CENGİZ SEMERCİOĞLU DURUP DURURKEN HÜRRİYET´İ NEDEN ÖPTÜ? "GİDEN AĞAM GELEN PAŞAM"CI OLUP, BERBEROĞLU´NA NASIL BİR SİNYAL ÇAKTI?

Cengiz Semercioğlu´nun adının geçtiği her yerde iki kere düşünmek gerek. Marifetleri o kadar çok ki, insan ister istemez acaba bu işteki bit yeniği nedir duygusuna kapılıyor.


Özkök´ün 20 yıl sonra koltuğunu Berberoğlu´na devrettiği dakikalarda sahibi olduğu Medyatava´da yaptıklarını kimse unutmadı. Sitesi üzerinden Berberoğlu´na "yalancı" dedi, Özkök´e mesaj çaktı. Sonra da fırçayı yiyince o haberi yayından kaldırdı.


Epeydir amiral gemisinin yeni kaptanı Berberoğlu nezdinde Semercioğlu ve ekibinin pek iyi gözle görülmediği konuşulup duruyordu.

- _Verilen Kayıtlar_
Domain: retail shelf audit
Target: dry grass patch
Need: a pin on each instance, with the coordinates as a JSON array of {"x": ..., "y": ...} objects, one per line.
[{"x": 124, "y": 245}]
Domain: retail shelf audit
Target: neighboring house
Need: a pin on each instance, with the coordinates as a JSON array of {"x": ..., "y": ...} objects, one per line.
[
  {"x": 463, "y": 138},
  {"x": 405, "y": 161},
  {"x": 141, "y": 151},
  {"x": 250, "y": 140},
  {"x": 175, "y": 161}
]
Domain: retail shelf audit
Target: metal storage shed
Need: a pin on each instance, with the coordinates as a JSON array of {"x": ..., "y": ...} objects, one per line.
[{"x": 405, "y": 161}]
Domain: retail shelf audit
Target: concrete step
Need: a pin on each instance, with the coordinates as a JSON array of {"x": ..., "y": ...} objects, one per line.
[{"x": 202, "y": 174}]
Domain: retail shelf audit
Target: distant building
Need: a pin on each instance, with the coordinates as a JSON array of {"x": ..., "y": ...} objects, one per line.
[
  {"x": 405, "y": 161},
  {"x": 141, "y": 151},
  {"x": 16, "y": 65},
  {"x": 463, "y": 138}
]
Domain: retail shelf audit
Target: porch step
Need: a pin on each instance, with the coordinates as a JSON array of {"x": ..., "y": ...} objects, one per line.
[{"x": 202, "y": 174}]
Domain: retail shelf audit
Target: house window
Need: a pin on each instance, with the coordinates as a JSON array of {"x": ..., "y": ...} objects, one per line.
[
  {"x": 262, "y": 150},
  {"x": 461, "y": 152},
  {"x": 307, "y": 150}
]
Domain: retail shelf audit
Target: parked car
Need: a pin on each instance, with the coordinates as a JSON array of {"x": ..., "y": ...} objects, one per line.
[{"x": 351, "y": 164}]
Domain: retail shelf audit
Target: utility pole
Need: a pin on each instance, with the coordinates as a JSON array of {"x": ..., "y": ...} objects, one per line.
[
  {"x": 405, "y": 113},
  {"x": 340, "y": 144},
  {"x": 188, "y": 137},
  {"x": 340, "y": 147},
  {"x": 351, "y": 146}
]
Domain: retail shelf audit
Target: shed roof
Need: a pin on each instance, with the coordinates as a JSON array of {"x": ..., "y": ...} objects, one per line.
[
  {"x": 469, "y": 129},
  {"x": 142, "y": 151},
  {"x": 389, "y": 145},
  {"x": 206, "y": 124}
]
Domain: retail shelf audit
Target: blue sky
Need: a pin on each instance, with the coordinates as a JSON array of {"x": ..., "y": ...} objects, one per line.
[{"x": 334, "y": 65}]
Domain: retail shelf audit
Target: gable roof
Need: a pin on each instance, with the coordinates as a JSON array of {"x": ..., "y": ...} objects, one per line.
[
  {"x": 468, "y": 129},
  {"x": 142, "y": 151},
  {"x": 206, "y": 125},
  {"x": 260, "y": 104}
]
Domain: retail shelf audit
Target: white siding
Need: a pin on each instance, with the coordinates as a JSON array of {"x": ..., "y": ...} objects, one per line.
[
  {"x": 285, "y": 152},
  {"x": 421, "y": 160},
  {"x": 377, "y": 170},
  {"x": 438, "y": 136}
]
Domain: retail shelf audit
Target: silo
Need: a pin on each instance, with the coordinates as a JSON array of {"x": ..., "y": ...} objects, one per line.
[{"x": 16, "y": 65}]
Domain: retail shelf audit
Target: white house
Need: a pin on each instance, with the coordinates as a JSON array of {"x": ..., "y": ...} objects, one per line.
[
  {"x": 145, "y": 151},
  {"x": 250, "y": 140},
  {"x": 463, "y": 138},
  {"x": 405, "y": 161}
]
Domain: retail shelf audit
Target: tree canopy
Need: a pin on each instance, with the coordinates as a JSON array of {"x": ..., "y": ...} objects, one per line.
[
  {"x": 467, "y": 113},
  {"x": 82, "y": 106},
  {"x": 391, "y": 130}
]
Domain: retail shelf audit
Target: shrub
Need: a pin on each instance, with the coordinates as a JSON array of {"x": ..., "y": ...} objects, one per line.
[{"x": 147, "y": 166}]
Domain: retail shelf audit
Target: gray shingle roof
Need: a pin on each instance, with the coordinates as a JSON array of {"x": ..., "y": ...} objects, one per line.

- _Alıştırma Yönergeleri_
(A) Verilen metne göre Özkök koltuğunu Berberoğlu'na kaç yıl sonra devretmiştir?
(B) Verilen metinde "Özkök´ün 20 yıl" sözleriyle başlayıp "görülmediği konuşulup duruyordu." sözlerine kadar uzanan bölümü, tek bir harfini bile değiştirmeden yazıya geçiriniz.
(C) Cengiz Semercioğlu ile Berberoğlu üzerine kaleme alınan yazıyı, son cümlesinin ardından gelecek bölümü yazarak sürdürünüz.
Bu kayıtlar başka bir kaynaktan alınmıştır.

- _Nihai Sonuçlar_
(A) 20 yıl sonra.

(B)
Özkök´ün 20 yıl sonra koltuğunu Berberoğlu´na devrettiği dakikalarda sahibi olduğu Medyatava´da yaptıklarını kimse unutmadı. Sitesi üzerinden Berberoğlu´na "yalancı" dedi, Özkök´e mesaj çaktı. Sonra da fırçayı yiyince o haberi yayından kaldırdı.


Epeydir amiral gemisinin yeni kaptanı Berberoğlu nezdinde Semercioğlu ve ekibinin pek iyi gözle görülmediği konuşulup duruyordu.

(C)
Ama bugün Semercioğlu Hürriyet´in Kelebek ekindeki köşesinde öyle bir "diskur" çekti ki, kıllanmamak elde değildi!


Durup dururken Hıncal Uluç pozu kesip, gazetesi Hürriyet´e yağ bal niye çeker bir insan?


Tabii asıl derdi Berberoğlu´na "klark" çekmekti.


Sanki Hürriyet´in yeni döneminin nasıl olacağını bildirmek ona kalmış gibi bakın ne dedi:


"Bu arada hem Haiti hem Ağrı haberleri Hürriyet´teki yeni dönemin de ipuçlarını veriyor:


Haberin daha çok öne çıktığı bir gazete..."


Belli ki Semercioğlu "Giden ağam gelen paşam" felsefesine sığınıyor. Berberoğlu´nu tavlamaya çalışıyor. Bir de rakip gazetenin yazarı Hıncal Uluç´a hafiften dokunduruyor.


Semercioğlu için anlaşılan işler Hürriyet´te iyi gitmiyor.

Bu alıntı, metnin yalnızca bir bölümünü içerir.